[GOAL]: Nothing may be dropped or altered: reproduce all the data.
===== EXTRACTED MATERIAL =====
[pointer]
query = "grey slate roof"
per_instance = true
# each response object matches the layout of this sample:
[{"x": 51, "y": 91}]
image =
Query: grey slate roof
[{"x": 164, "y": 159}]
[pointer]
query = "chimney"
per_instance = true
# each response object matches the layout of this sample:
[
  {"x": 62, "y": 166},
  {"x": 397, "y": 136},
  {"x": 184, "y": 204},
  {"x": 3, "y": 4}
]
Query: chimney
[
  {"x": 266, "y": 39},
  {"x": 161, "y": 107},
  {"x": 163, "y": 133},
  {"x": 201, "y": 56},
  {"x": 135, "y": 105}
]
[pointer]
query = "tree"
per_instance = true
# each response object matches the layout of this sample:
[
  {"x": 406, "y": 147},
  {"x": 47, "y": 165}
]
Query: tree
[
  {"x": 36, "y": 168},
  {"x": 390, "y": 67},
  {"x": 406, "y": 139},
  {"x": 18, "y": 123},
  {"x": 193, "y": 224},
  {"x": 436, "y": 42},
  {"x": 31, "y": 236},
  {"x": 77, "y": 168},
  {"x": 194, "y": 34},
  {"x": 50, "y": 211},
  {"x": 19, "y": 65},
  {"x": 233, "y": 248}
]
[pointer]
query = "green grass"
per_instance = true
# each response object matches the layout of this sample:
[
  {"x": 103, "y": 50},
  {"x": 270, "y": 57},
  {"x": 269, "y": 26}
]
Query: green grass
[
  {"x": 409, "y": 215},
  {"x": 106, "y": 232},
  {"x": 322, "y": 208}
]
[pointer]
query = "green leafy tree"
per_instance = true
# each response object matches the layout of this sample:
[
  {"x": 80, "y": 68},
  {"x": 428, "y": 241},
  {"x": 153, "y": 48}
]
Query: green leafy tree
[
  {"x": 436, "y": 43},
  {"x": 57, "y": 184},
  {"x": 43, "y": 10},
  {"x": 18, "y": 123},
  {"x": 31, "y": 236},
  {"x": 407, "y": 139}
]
=====
[CORRECT OUTPUT]:
[pointer]
query = "grey slate roof"
per_instance = true
# each response object matches the layout of this sample:
[{"x": 51, "y": 91}]
image =
Query: grey slate roof
[{"x": 164, "y": 159}]
[pointer]
query = "chimney"
per_instance = true
# each response object matches the layout of this sample:
[
  {"x": 62, "y": 166},
  {"x": 397, "y": 136},
  {"x": 184, "y": 204},
  {"x": 3, "y": 4}
]
Query: chimney
[
  {"x": 266, "y": 39},
  {"x": 161, "y": 107},
  {"x": 163, "y": 133},
  {"x": 201, "y": 56},
  {"x": 135, "y": 105}
]
[pointer]
query = "tree"
per_instance = true
# each response object matches the layout of this sample:
[
  {"x": 406, "y": 147},
  {"x": 47, "y": 165}
]
Query: tree
[
  {"x": 36, "y": 168},
  {"x": 390, "y": 67},
  {"x": 406, "y": 139},
  {"x": 18, "y": 123},
  {"x": 193, "y": 224},
  {"x": 436, "y": 42},
  {"x": 31, "y": 236},
  {"x": 77, "y": 168},
  {"x": 194, "y": 34},
  {"x": 50, "y": 211},
  {"x": 19, "y": 65},
  {"x": 233, "y": 248}
]
[pointer]
query = "green grass"
per_instance = true
# each response object matches the layout of this sample:
[
  {"x": 103, "y": 50},
  {"x": 270, "y": 57},
  {"x": 269, "y": 26}
]
Query: green grass
[
  {"x": 409, "y": 215},
  {"x": 106, "y": 232},
  {"x": 322, "y": 208}
]
[pointer]
query = "green leafy tree"
per_instance = true
# each response object matches the layout of this sample:
[
  {"x": 80, "y": 68},
  {"x": 428, "y": 241},
  {"x": 153, "y": 48}
]
Query: green leafy tree
[
  {"x": 436, "y": 43},
  {"x": 57, "y": 184},
  {"x": 43, "y": 10},
  {"x": 18, "y": 123},
  {"x": 31, "y": 236},
  {"x": 407, "y": 139}
]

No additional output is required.